Input data -
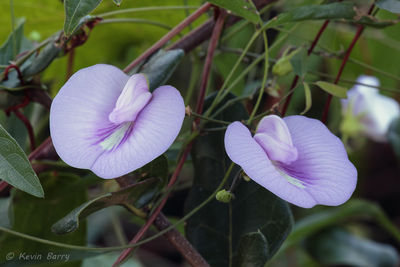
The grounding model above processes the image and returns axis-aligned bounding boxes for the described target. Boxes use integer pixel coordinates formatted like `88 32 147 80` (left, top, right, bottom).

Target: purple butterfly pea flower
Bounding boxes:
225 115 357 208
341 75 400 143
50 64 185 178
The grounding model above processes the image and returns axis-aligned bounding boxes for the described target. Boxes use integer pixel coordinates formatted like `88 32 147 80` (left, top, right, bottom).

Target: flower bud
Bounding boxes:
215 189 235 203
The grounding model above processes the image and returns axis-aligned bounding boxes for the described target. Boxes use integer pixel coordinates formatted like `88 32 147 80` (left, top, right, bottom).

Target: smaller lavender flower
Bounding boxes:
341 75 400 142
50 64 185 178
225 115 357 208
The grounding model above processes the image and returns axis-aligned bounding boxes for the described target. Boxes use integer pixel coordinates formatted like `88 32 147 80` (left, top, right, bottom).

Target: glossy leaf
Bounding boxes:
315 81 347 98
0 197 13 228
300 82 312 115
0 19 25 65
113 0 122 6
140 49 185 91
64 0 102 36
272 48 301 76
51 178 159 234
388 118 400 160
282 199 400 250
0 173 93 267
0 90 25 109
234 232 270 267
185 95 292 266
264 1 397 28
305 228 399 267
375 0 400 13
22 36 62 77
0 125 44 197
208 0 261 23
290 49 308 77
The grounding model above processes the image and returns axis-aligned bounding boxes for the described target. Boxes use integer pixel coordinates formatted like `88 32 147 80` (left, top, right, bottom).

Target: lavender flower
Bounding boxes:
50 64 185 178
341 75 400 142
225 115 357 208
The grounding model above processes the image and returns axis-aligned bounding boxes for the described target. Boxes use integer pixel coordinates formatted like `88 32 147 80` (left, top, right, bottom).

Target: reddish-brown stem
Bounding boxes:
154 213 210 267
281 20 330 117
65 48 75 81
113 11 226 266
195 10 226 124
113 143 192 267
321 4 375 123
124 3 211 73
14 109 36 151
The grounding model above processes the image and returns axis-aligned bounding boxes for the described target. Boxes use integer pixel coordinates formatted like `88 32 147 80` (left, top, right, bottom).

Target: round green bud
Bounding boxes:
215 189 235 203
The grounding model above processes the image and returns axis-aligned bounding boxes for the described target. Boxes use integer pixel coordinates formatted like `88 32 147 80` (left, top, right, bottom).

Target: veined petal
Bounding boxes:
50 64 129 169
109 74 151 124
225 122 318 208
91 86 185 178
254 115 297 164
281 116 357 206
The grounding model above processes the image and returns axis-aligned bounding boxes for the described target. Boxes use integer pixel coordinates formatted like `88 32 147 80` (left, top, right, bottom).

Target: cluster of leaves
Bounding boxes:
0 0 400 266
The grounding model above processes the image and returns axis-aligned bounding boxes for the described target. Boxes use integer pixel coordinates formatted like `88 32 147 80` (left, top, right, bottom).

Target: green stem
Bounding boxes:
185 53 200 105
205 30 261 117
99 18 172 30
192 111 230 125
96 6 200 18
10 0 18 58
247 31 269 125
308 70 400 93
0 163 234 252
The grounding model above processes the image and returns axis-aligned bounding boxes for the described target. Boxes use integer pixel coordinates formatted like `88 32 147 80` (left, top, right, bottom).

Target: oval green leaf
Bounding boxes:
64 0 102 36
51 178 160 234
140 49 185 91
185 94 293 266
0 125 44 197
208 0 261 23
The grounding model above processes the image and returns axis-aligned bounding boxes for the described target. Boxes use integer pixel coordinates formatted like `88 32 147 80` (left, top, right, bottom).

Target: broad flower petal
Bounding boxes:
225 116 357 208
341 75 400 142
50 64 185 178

==

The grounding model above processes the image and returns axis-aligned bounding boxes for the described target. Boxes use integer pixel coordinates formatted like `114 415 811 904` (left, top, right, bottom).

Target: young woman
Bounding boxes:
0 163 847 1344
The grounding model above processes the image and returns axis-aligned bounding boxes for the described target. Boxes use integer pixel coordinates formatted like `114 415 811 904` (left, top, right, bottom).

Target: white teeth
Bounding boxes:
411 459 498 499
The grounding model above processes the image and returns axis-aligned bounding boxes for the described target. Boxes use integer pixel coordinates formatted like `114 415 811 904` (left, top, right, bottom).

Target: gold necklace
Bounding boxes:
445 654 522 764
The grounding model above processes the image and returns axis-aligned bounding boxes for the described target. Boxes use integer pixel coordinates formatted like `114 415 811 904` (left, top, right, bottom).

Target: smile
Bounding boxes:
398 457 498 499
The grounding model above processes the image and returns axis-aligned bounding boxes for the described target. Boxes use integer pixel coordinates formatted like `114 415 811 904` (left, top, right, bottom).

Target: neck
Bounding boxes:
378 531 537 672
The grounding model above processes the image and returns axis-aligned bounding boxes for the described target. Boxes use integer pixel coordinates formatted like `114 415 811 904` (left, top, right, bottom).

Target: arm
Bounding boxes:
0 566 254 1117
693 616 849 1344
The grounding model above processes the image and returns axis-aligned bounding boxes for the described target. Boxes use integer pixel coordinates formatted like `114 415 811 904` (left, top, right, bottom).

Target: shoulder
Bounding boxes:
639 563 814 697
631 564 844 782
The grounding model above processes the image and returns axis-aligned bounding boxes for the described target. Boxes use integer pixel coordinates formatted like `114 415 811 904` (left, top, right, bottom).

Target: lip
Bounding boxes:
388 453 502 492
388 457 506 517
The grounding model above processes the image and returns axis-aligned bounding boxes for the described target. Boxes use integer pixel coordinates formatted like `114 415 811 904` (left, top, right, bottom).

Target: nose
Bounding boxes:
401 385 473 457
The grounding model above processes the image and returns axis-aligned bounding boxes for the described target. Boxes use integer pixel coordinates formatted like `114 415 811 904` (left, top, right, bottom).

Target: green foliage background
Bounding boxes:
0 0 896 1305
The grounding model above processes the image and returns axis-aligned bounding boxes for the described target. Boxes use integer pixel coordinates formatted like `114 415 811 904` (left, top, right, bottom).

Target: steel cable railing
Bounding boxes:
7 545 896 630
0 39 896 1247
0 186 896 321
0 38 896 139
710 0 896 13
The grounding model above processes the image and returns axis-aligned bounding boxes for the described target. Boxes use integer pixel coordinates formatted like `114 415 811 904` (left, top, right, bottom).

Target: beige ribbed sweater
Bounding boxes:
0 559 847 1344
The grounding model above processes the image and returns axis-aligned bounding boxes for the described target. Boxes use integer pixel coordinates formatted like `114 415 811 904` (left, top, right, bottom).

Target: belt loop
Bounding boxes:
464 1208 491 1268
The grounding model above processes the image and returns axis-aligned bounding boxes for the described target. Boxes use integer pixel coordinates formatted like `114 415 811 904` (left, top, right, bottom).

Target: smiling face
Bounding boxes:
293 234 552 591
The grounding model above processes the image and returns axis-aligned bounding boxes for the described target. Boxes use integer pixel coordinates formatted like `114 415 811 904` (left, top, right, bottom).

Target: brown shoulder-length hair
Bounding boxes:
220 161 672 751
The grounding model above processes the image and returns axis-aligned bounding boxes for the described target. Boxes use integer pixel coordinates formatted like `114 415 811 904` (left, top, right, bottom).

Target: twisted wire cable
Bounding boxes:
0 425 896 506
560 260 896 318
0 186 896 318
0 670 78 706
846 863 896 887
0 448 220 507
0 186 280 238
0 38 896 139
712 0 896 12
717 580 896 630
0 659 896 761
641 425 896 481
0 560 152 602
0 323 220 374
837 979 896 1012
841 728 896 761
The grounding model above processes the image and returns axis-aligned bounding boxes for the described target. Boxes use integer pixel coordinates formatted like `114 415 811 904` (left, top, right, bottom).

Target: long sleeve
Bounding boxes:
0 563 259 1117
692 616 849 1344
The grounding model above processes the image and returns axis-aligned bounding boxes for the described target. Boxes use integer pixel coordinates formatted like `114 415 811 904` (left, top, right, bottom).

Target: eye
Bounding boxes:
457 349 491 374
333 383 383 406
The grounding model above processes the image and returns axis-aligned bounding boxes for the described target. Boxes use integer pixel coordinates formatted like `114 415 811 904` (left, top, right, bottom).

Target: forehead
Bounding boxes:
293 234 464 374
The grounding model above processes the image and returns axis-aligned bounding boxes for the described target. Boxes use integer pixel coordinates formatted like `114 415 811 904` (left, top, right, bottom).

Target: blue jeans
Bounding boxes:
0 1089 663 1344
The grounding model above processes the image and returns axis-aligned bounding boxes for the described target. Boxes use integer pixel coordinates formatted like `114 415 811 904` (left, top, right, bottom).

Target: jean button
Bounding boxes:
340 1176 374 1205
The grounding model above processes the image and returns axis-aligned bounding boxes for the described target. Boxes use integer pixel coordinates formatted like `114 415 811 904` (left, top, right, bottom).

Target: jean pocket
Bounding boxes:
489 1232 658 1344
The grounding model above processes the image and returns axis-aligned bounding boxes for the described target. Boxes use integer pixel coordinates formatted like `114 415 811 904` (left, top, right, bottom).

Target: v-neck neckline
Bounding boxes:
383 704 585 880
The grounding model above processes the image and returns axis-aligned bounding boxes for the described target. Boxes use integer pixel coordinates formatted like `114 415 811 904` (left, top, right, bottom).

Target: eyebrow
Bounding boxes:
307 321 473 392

--

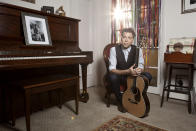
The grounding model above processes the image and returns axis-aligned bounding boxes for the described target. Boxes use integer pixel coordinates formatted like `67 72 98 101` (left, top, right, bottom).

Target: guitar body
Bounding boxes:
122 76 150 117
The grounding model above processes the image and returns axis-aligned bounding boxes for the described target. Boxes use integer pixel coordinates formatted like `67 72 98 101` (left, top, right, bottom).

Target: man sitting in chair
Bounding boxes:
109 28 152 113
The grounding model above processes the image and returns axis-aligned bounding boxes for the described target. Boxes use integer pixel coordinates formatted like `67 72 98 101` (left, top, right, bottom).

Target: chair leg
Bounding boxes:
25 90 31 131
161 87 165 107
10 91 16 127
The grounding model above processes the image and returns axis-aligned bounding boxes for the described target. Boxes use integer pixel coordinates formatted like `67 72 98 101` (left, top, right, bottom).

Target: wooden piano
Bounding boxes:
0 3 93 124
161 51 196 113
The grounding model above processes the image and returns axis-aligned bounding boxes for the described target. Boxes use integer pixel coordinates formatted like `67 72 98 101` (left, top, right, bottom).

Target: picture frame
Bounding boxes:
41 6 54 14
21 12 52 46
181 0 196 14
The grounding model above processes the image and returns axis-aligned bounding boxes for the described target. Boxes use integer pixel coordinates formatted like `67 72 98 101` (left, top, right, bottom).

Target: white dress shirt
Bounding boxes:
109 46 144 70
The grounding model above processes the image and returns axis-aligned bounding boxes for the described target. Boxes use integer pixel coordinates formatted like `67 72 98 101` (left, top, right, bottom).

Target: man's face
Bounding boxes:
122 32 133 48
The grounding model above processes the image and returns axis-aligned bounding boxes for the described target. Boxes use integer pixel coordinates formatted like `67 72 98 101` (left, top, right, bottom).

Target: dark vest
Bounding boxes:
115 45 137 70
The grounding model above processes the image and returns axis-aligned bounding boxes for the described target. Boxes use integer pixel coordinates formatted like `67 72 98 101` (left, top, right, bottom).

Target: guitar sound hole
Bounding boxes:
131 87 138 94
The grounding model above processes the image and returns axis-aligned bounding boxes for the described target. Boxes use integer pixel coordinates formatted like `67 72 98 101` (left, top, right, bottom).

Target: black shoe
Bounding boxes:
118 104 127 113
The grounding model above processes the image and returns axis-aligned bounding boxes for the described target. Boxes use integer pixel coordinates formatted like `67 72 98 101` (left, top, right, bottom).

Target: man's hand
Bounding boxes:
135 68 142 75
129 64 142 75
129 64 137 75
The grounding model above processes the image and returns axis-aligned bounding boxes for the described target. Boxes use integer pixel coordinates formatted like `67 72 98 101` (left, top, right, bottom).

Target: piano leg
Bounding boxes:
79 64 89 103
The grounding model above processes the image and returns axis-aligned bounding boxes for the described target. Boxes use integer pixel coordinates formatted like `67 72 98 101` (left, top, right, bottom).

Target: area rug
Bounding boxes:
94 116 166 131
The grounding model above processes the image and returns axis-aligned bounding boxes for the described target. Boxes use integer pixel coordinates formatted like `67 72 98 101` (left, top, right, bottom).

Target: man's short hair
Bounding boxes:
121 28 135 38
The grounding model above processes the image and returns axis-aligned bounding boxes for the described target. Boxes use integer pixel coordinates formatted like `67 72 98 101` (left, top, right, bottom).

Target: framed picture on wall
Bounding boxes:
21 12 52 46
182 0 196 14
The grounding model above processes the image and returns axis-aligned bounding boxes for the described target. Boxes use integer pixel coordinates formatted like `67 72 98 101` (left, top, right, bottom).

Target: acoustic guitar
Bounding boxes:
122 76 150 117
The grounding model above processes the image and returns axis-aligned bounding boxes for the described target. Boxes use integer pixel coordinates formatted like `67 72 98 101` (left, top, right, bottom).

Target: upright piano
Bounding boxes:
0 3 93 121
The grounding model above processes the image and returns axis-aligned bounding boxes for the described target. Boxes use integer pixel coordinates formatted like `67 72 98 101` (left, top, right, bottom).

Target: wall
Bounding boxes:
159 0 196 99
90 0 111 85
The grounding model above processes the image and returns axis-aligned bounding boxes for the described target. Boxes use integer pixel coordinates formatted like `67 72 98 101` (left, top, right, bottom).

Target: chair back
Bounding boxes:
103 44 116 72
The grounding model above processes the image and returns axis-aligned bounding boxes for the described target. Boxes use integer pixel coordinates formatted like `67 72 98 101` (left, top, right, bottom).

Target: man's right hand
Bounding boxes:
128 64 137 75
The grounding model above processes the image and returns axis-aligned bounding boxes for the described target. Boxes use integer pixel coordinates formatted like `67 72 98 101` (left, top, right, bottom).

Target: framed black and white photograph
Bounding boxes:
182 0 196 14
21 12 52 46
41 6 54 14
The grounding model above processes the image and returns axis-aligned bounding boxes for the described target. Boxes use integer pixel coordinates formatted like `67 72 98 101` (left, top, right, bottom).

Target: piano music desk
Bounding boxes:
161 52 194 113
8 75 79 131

Do this - Pick out every line in the entries above that contains the word "framed", and copy each of those lines in full.

Output -
Target: framed picture on wall
Target: framed black and white photograph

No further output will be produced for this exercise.